Extract every line of the listing below that contains the word "armored", copying each line in full. Uppercase and lowercase letters count as different.
** Begin Information provided **
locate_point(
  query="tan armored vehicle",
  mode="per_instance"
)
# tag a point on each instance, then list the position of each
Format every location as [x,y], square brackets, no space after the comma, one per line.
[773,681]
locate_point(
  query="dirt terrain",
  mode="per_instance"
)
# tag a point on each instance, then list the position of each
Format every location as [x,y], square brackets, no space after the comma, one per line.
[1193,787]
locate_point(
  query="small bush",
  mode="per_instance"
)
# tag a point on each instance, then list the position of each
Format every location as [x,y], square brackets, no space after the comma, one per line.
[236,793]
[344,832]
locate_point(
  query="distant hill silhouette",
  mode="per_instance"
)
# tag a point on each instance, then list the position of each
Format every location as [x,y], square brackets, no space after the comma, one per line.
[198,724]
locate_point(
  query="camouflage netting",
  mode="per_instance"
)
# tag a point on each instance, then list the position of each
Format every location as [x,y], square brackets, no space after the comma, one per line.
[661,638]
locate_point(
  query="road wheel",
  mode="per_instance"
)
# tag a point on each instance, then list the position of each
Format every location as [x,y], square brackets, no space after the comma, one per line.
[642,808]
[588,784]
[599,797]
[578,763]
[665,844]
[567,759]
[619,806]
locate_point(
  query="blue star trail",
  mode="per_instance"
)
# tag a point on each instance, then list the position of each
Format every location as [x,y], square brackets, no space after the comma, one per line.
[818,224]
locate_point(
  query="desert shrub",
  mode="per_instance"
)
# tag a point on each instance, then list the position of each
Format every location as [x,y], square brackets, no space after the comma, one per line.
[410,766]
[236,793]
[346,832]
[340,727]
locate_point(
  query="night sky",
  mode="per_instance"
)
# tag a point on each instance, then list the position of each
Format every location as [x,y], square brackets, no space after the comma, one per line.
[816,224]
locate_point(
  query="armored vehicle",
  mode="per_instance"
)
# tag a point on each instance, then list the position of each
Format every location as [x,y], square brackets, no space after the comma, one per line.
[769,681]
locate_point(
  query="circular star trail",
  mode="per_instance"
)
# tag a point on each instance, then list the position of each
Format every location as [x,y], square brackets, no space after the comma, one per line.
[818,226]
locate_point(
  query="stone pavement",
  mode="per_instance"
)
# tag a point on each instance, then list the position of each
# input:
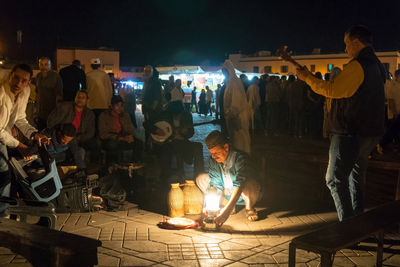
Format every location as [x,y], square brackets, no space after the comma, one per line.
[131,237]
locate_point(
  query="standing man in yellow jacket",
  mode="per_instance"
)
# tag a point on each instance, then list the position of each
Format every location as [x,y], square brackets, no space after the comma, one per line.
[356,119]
** End Information provided **
** Begin Information provided **
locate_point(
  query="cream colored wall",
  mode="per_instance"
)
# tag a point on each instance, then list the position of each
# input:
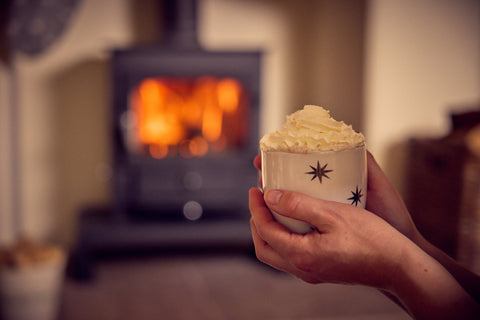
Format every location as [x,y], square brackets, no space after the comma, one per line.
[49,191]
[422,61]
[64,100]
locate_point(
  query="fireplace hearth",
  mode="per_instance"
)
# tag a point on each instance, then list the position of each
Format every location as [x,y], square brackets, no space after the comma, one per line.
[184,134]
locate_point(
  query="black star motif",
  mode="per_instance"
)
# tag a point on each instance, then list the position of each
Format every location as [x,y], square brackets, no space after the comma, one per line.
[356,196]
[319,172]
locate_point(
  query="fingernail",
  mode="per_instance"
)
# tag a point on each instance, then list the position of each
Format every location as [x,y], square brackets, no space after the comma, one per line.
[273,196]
** End Information provided **
# The response:
  query="tan armored vehicle",
  query="armored vehicle",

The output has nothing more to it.